_What is needed_
Render the lines of the data below as a JSON list of strings, one string per line and blank lines omitted, starting at the line containing "every black nose" and ending at the line containing "31, 125, 140, 227", both lines included.

===== Entries supplied =====

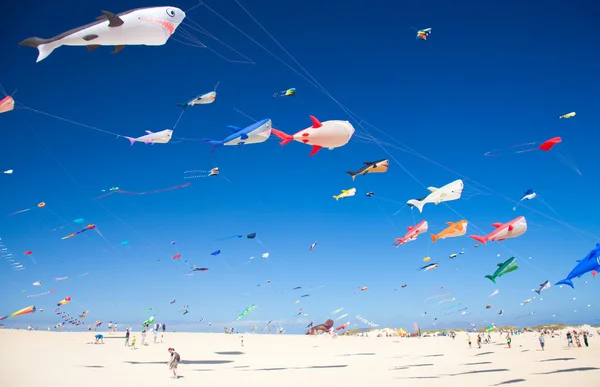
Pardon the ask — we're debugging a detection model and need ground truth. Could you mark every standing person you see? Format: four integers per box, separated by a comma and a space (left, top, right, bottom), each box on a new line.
168, 348, 181, 379
125, 328, 130, 346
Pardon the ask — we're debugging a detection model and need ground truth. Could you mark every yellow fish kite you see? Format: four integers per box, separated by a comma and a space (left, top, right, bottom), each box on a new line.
558, 112, 577, 118
333, 188, 356, 200
431, 220, 469, 242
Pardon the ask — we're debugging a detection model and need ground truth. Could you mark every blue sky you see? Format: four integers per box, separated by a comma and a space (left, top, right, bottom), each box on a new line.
0, 0, 600, 332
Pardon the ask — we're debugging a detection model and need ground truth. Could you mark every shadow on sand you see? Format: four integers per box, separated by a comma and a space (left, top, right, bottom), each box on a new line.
448, 368, 509, 376
493, 379, 526, 386
123, 360, 233, 365
536, 367, 600, 375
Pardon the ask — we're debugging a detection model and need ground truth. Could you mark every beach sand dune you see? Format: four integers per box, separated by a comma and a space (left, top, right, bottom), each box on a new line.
0, 330, 600, 387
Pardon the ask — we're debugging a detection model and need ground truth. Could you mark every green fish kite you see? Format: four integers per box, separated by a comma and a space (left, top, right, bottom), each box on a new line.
485, 257, 519, 283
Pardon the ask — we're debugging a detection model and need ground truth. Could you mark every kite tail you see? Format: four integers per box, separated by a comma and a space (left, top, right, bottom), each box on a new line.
271, 129, 294, 145
470, 235, 487, 245
555, 278, 575, 289
202, 138, 223, 153
406, 199, 425, 213
19, 37, 60, 63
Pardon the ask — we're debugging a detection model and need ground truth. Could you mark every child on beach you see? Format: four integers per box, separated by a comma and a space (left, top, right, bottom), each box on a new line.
168, 348, 181, 379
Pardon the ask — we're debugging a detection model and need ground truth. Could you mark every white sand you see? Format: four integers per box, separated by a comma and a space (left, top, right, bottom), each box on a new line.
0, 330, 600, 387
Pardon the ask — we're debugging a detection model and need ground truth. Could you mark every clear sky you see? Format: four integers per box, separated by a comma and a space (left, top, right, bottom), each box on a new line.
0, 0, 600, 332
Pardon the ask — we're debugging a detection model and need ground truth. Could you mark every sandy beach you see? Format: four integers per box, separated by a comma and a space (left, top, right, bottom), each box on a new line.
0, 330, 600, 387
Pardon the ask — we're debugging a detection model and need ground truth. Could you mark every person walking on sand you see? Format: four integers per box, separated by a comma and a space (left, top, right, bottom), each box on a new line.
125, 328, 130, 346
168, 348, 181, 379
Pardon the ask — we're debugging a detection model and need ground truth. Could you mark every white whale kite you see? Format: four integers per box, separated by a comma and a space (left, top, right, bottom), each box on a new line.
19, 7, 185, 62
406, 179, 464, 212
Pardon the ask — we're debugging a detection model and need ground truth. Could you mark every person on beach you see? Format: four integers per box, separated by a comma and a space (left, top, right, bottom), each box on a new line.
125, 328, 130, 346
168, 348, 181, 379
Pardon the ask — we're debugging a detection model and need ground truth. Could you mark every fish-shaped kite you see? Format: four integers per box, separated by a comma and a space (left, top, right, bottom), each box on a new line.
485, 257, 519, 283
0, 95, 15, 113
555, 243, 600, 289
415, 28, 431, 40
333, 188, 356, 200
394, 220, 429, 247
273, 116, 354, 156
19, 7, 185, 62
123, 129, 173, 145
431, 220, 469, 242
534, 281, 552, 294
346, 159, 390, 180
558, 112, 577, 119
471, 216, 527, 245
62, 224, 96, 240
202, 118, 273, 152
406, 179, 464, 212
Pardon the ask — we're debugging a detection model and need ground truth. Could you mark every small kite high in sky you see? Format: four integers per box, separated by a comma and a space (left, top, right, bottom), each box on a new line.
19, 7, 185, 62
406, 179, 464, 212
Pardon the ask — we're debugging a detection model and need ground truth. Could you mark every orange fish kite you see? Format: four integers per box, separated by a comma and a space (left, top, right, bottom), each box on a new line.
431, 220, 469, 242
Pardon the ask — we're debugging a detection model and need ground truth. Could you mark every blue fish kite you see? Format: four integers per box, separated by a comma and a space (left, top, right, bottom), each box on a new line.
555, 243, 600, 289
202, 118, 272, 153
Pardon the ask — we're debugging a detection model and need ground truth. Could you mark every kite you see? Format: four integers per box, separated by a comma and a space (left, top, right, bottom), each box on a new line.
534, 281, 552, 294
177, 87, 219, 110
62, 224, 96, 240
484, 137, 562, 156
96, 183, 191, 199
415, 28, 431, 40
202, 118, 273, 153
333, 188, 356, 200
555, 243, 600, 289
27, 290, 56, 298
123, 129, 173, 146
273, 87, 296, 97
306, 319, 333, 335
394, 220, 429, 247
0, 95, 15, 113
513, 188, 537, 211
273, 116, 354, 156
485, 257, 519, 283
406, 179, 464, 213
471, 216, 527, 245
417, 261, 440, 271
235, 305, 256, 321
346, 159, 390, 180
0, 305, 35, 320
183, 167, 219, 179
431, 220, 469, 242
558, 112, 577, 119
19, 7, 185, 62
8, 202, 46, 216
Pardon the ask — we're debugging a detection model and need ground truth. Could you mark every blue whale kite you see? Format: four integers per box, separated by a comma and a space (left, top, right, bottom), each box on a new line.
556, 243, 600, 289
202, 118, 273, 152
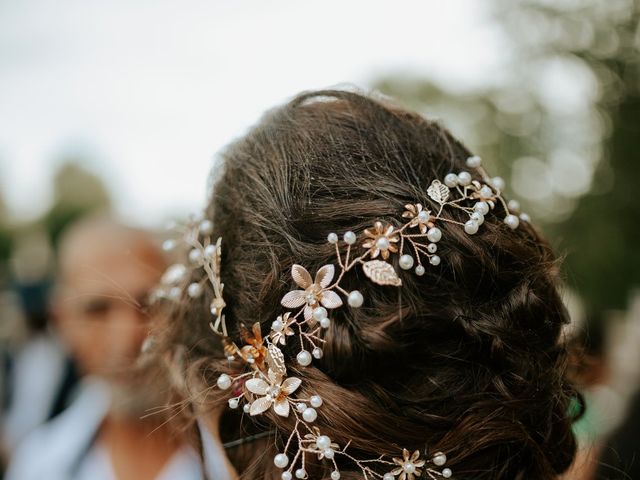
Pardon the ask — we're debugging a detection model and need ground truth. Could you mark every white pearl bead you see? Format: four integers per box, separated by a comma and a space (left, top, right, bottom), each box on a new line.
491, 177, 504, 190
204, 245, 216, 258
189, 248, 202, 263
187, 283, 202, 298
433, 452, 447, 467
398, 254, 413, 270
427, 227, 442, 243
347, 290, 364, 308
169, 287, 182, 300
313, 307, 327, 322
376, 237, 389, 250
480, 185, 493, 198
464, 220, 479, 235
199, 220, 213, 235
216, 373, 231, 390
444, 173, 458, 188
473, 202, 489, 215
504, 214, 520, 230
342, 230, 356, 245
273, 453, 289, 468
296, 350, 311, 367
316, 435, 331, 450
302, 407, 318, 423
467, 155, 482, 168
471, 212, 484, 225
162, 240, 177, 252
458, 172, 471, 186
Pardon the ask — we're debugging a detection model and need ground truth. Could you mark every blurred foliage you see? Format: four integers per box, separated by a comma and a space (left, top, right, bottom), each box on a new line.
375, 0, 640, 316
41, 162, 111, 247
0, 157, 111, 285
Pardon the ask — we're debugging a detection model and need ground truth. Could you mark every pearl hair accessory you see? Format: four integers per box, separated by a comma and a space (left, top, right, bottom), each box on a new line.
156, 156, 528, 480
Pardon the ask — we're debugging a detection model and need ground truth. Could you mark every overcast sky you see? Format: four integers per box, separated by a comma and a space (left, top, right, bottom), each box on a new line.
0, 0, 506, 225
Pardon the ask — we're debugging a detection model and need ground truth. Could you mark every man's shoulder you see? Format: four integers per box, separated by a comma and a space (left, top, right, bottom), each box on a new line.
6, 382, 109, 480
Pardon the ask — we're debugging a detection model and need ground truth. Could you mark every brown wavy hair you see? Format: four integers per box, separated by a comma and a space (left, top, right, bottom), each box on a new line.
159, 90, 578, 480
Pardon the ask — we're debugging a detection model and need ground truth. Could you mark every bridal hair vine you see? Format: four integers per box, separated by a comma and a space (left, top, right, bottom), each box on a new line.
156, 156, 528, 480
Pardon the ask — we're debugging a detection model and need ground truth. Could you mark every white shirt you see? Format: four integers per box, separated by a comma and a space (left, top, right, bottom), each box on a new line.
5, 381, 202, 480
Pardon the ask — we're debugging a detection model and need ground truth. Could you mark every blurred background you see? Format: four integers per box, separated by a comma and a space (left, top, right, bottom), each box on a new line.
0, 0, 640, 479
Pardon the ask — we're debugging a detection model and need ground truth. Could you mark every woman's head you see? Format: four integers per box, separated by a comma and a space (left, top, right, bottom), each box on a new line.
159, 91, 575, 480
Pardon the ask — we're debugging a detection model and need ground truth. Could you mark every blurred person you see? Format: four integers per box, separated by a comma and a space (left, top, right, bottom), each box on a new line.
7, 218, 201, 480
0, 230, 77, 464
595, 393, 640, 480
156, 90, 582, 480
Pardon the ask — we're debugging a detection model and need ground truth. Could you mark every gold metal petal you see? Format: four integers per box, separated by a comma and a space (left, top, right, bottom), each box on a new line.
314, 264, 335, 288
280, 290, 307, 308
304, 305, 313, 320
263, 344, 287, 378
273, 398, 289, 417
320, 290, 342, 308
362, 260, 402, 287
244, 378, 269, 395
427, 180, 449, 205
280, 377, 302, 395
291, 264, 312, 288
249, 397, 273, 416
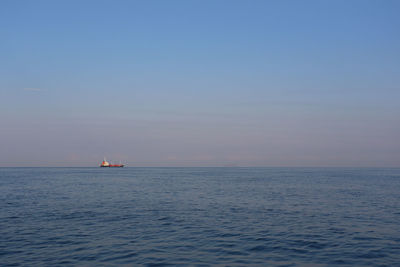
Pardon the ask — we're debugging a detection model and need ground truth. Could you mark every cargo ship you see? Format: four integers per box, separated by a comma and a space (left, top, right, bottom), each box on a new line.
100, 158, 125, 168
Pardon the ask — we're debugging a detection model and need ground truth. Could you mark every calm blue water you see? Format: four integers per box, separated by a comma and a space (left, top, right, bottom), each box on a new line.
0, 168, 400, 266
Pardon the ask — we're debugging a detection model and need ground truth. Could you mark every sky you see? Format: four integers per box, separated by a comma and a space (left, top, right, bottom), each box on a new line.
0, 0, 400, 167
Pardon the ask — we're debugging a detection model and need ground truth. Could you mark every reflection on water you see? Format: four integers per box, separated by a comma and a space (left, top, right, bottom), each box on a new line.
0, 168, 400, 266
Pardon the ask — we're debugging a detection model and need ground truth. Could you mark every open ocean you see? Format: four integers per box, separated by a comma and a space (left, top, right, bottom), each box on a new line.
0, 168, 400, 266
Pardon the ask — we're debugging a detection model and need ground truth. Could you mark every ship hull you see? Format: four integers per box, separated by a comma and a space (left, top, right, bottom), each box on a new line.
100, 165, 124, 168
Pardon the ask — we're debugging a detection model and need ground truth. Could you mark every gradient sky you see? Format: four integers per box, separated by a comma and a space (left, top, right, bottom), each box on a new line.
0, 0, 400, 167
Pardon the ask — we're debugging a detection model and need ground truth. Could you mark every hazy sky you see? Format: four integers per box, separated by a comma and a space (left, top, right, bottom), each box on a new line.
0, 0, 400, 167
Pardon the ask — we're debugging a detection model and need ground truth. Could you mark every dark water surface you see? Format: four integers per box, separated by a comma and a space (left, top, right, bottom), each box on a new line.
0, 168, 400, 266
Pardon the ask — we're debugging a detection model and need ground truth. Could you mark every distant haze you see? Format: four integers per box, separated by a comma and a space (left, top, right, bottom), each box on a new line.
0, 0, 400, 167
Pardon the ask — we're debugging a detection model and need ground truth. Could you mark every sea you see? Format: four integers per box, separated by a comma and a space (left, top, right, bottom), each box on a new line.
0, 167, 400, 266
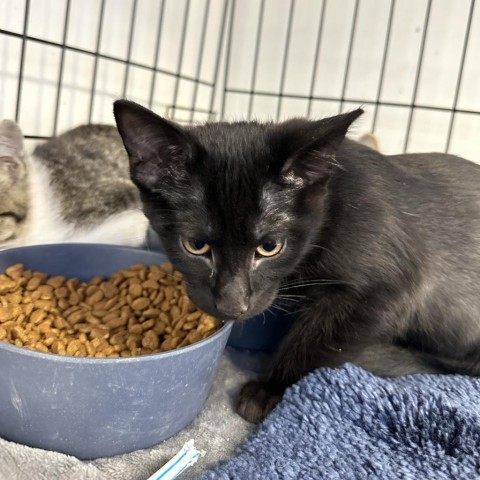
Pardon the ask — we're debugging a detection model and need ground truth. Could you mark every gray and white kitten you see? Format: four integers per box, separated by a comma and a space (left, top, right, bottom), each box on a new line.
0, 120, 147, 249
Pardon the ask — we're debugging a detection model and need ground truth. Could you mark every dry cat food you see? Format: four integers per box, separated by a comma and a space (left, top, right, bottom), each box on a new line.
0, 263, 220, 357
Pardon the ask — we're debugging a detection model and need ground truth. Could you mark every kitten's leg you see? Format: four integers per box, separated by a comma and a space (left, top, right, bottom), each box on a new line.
237, 318, 444, 423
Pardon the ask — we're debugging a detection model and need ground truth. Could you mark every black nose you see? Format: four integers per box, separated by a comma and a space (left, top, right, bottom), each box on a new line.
215, 298, 248, 319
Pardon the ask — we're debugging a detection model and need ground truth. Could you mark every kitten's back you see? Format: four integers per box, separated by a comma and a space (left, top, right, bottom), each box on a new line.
31, 125, 140, 227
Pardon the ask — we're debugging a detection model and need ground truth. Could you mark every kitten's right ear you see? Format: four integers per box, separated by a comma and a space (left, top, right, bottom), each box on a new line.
0, 120, 26, 184
113, 100, 194, 190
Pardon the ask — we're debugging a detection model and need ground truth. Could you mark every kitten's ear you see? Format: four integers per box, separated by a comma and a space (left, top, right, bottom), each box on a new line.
0, 120, 26, 184
113, 100, 194, 190
281, 108, 363, 185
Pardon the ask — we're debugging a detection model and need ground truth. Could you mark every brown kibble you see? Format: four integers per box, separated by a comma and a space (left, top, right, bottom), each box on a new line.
142, 279, 160, 290
86, 290, 105, 305
67, 310, 86, 325
68, 291, 80, 305
0, 305, 13, 322
100, 282, 118, 299
142, 308, 161, 318
53, 287, 68, 299
90, 327, 110, 339
128, 283, 143, 298
105, 316, 128, 329
128, 323, 143, 334
0, 264, 219, 358
66, 340, 82, 355
132, 297, 150, 310
142, 330, 160, 350
37, 285, 53, 300
160, 337, 180, 351
34, 342, 50, 353
25, 277, 42, 292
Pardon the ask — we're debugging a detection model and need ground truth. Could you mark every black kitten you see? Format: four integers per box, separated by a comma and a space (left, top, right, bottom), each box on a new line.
115, 101, 480, 422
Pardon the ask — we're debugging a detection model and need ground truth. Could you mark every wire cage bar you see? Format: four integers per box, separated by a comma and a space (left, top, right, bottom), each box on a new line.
0, 0, 480, 161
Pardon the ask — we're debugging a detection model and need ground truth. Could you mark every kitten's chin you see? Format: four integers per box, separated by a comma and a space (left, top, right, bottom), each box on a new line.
188, 289, 276, 322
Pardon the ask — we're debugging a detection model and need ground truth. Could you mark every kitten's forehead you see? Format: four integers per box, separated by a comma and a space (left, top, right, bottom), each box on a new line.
184, 122, 294, 242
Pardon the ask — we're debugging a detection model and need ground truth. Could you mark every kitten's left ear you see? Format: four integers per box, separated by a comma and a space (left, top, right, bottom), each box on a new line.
0, 120, 26, 184
113, 100, 194, 190
280, 108, 363, 185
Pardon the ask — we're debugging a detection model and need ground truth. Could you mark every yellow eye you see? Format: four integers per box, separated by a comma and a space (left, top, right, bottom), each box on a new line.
256, 242, 283, 257
182, 238, 210, 255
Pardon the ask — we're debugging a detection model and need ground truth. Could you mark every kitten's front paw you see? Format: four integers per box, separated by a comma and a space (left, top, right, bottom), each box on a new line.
237, 380, 282, 423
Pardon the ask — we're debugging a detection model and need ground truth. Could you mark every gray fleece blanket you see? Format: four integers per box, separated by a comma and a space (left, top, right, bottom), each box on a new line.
0, 357, 480, 480
0, 354, 253, 480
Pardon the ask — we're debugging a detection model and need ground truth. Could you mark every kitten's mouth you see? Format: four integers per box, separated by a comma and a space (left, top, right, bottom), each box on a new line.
191, 293, 276, 322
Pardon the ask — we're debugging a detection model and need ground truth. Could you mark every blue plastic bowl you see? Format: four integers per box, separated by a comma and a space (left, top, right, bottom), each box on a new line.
0, 244, 232, 459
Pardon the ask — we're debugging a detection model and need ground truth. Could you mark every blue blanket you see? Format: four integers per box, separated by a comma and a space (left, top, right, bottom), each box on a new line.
198, 365, 480, 480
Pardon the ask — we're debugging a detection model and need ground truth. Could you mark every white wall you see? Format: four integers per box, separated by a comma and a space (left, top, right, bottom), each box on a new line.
0, 0, 480, 161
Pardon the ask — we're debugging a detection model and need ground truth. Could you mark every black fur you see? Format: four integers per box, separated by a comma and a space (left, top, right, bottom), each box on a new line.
115, 101, 480, 421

=====

_Response to this exercise_
[
  "Pardon the ask — we're debugging a detection model and need ground truth. Could you mark every black nose you see? Format: four integers per box, separated by a comma and a space (left, top, right, bottom), each box on a new line.",
  "215, 298, 248, 319",
  "Pardon the ask — we're debugging a detection model and need ground truth. Could you mark every kitten's back you see? Format: four integers per box, separated by a comma and a space (left, top, right, bottom), each box on a new line.",
  "31, 125, 140, 227"
]